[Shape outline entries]
= = = =
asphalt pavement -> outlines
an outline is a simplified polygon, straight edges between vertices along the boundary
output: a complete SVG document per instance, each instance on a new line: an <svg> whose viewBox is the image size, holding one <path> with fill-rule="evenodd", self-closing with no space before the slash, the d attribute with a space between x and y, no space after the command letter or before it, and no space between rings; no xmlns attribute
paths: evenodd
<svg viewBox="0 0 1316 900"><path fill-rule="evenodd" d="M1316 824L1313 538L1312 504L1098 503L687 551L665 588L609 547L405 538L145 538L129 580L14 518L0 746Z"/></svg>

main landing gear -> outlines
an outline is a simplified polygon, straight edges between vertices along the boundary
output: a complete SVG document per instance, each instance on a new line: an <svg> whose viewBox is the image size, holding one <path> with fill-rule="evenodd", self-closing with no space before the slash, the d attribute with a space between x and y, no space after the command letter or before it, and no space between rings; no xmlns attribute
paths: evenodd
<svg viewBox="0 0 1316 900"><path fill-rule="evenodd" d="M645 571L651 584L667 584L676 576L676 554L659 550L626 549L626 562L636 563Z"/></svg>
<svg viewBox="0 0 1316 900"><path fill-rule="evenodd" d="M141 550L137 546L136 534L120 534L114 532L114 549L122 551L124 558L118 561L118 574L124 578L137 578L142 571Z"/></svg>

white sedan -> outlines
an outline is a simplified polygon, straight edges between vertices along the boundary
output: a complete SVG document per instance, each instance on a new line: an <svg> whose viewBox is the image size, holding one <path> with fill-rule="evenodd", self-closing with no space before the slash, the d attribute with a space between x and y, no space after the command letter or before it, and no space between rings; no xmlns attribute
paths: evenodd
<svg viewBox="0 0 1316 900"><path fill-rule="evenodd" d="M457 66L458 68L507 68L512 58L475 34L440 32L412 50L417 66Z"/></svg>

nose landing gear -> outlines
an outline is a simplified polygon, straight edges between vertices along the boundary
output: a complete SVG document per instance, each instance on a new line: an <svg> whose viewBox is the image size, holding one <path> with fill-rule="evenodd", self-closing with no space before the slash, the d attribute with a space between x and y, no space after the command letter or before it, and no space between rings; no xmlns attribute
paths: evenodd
= = = =
● Task objective: Return every line of the listing above without any changes.

● Expected output:
asphalt pavement -> outlines
an outline is a simplified polygon, straight edges between vertices along the boundary
output: a complete SVG document per instance, each instance on a new line: an <svg> whose viewBox is the image size, holding one <path> with fill-rule="evenodd", self-closing with no space before the slash, the d attribute with a space between x and y, no space after the command letter or before it, and no space between rings; no xmlns attribute
paths: evenodd
<svg viewBox="0 0 1316 900"><path fill-rule="evenodd" d="M1316 824L1313 538L1312 504L1098 503L687 551L665 588L609 547L405 538L145 538L129 580L14 518L0 746Z"/></svg>

main landing gear -> outlines
an outline is a simplified polygon, straight edges between vertices along the boundary
output: a complete SVG document per instance, each instance on a new line: an <svg> whose viewBox is the image size, holding one <path> with fill-rule="evenodd", self-closing with no space before the slash, the d attribute with a space between x and y, no space after the command letter or before it, and no space between rings; no xmlns attribute
paths: evenodd
<svg viewBox="0 0 1316 900"><path fill-rule="evenodd" d="M645 571L651 584L667 584L676 576L676 554L659 550L626 549L626 562L636 563Z"/></svg>
<svg viewBox="0 0 1316 900"><path fill-rule="evenodd" d="M141 550L137 546L136 534L120 534L114 532L114 549L122 551L124 558L118 561L118 574L124 578L137 578L142 571Z"/></svg>

white sedan -> outlines
an outline is a simplified polygon, straight edges between vertices along the boundary
output: a complete SVG document per instance, each instance on a new line: an <svg> whose viewBox is the image size, holding one <path> with fill-rule="evenodd", self-closing with no space before the slash, the d attribute with a space between x and y, no space after the command letter or before it, and no space between rings; no xmlns attribute
paths: evenodd
<svg viewBox="0 0 1316 900"><path fill-rule="evenodd" d="M457 66L458 68L507 68L512 58L475 34L440 32L412 50L417 66Z"/></svg>

nose landing gear -> outlines
an outline is a simplified polygon, straight edges between vertices along the boundary
output: a complete SVG document per instance, each instance on a new line: an <svg> whose viewBox is the image size, holding one <path> with fill-rule="evenodd", self-closing with no space before the slash, the d attribute with a space between x and y, no space after the command letter or before it, and no space between rings; no xmlns attribute
paths: evenodd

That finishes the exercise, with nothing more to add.